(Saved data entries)
↓

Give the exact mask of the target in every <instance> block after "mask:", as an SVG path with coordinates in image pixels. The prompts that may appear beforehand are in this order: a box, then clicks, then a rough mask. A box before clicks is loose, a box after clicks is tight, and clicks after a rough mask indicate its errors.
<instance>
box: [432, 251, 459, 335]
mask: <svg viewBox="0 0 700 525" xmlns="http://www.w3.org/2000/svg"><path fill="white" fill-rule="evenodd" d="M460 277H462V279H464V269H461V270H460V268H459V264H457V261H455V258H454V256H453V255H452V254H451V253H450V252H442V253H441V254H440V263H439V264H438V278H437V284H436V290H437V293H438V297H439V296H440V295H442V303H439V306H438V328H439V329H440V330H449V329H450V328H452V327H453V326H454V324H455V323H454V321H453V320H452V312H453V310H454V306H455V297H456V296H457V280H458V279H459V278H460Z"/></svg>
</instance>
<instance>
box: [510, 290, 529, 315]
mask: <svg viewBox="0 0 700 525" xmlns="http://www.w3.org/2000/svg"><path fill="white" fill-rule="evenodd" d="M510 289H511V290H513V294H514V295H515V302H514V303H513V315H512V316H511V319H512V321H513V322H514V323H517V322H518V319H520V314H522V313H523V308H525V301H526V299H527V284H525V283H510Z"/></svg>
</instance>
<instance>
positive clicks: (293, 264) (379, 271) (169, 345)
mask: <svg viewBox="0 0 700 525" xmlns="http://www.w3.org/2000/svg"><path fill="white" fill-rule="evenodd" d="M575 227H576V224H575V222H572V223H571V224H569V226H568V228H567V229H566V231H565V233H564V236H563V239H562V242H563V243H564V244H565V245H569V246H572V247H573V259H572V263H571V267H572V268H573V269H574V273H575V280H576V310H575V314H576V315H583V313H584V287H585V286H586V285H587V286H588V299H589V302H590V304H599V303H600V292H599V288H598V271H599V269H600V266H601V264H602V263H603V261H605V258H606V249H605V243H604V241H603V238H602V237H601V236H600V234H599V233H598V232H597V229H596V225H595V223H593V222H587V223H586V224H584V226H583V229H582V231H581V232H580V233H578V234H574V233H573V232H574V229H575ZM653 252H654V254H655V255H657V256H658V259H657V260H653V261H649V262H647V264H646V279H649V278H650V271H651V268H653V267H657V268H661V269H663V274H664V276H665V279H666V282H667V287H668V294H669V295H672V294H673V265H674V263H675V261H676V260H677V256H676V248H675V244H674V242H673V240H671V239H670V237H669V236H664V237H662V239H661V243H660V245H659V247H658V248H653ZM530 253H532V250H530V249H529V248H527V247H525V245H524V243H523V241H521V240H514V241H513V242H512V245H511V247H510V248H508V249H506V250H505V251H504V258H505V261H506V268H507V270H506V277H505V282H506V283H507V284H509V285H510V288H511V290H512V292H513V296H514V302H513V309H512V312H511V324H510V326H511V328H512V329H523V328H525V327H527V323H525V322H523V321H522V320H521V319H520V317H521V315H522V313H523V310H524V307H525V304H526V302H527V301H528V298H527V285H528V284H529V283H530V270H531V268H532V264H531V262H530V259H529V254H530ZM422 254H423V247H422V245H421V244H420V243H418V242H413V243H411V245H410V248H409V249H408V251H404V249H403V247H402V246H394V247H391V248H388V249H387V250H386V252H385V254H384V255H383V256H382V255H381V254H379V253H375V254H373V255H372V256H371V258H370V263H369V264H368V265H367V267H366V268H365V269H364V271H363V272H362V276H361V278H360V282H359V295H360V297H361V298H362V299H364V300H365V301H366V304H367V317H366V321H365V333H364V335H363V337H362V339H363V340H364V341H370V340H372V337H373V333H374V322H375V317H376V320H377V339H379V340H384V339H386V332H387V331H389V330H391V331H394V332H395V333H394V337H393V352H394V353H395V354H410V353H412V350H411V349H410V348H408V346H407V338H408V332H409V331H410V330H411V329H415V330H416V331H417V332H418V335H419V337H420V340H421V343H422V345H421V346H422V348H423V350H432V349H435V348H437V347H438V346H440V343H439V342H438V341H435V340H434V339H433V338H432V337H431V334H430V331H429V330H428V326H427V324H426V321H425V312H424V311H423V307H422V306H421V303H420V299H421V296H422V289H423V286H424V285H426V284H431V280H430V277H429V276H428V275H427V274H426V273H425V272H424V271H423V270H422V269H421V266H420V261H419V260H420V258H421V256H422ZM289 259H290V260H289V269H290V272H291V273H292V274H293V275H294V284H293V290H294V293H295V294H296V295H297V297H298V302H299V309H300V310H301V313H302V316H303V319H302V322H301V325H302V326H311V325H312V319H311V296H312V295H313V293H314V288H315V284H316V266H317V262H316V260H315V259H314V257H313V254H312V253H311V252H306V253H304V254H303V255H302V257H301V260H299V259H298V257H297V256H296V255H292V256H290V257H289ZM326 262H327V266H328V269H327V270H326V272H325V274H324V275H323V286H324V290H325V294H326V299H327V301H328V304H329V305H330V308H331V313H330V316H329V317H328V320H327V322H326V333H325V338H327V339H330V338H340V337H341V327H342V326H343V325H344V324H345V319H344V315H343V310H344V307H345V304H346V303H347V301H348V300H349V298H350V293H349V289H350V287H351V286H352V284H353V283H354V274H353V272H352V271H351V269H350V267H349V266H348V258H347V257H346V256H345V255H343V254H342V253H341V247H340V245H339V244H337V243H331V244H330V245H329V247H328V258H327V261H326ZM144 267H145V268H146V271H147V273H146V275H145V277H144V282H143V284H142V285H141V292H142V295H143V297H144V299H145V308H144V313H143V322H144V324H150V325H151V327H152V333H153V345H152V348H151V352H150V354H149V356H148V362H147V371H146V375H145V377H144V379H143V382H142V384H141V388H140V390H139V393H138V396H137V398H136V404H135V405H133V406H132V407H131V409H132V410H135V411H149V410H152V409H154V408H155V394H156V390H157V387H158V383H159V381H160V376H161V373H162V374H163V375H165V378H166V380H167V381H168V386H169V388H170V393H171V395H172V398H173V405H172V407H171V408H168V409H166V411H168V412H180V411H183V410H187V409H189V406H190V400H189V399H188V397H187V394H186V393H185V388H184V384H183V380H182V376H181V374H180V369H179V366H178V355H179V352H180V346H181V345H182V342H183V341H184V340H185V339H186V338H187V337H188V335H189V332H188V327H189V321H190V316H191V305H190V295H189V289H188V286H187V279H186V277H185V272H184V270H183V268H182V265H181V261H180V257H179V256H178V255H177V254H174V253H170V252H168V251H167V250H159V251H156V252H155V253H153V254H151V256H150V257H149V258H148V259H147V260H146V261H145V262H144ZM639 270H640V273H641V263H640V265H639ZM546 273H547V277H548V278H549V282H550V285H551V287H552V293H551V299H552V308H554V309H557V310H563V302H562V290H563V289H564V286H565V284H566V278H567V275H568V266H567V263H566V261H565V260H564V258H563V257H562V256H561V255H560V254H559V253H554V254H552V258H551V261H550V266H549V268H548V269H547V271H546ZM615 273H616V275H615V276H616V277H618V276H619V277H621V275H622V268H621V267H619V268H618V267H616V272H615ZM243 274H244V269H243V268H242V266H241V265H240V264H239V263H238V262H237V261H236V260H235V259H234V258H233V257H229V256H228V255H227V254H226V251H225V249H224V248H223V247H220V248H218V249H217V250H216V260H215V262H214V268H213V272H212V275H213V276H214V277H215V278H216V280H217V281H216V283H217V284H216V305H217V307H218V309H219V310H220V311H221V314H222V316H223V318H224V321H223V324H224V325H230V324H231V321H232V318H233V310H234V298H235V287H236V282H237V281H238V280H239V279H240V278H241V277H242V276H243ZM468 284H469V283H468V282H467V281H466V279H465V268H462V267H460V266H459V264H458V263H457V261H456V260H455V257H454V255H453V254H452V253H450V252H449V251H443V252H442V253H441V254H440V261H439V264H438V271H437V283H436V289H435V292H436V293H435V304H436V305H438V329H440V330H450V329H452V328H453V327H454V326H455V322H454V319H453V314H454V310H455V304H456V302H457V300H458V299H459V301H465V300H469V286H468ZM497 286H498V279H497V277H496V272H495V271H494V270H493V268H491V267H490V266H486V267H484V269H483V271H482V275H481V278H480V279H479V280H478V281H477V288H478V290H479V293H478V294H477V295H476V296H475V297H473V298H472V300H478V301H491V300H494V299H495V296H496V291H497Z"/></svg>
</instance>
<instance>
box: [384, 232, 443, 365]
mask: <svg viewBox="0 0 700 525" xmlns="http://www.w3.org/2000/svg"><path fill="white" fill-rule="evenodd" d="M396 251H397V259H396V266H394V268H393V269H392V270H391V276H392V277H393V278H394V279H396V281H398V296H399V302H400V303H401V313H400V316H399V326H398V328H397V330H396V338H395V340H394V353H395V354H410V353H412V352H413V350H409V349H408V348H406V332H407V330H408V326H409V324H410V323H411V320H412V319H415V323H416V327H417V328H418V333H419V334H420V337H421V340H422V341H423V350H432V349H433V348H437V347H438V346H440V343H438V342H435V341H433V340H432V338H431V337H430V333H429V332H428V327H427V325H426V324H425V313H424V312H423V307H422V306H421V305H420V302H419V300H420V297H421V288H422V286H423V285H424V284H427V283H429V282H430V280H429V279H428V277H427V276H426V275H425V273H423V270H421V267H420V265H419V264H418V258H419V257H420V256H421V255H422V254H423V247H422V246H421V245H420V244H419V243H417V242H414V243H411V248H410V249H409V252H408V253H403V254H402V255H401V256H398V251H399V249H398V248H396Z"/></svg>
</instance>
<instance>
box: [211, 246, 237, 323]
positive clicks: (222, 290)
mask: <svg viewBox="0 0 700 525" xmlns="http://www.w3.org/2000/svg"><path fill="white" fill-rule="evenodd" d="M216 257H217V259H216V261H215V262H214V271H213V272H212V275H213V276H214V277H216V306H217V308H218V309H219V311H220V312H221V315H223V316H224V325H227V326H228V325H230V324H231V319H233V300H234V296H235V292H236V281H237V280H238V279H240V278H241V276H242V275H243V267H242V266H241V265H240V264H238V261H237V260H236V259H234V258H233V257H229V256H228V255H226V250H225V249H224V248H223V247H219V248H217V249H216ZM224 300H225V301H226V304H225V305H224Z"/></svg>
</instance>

↑

**AIM OF THE TASK**. Report every line of the data in which "positive" appears.

**TASK OUTPUT**.
positive clicks: (293, 264) (379, 271) (169, 345)
positive clicks: (222, 290)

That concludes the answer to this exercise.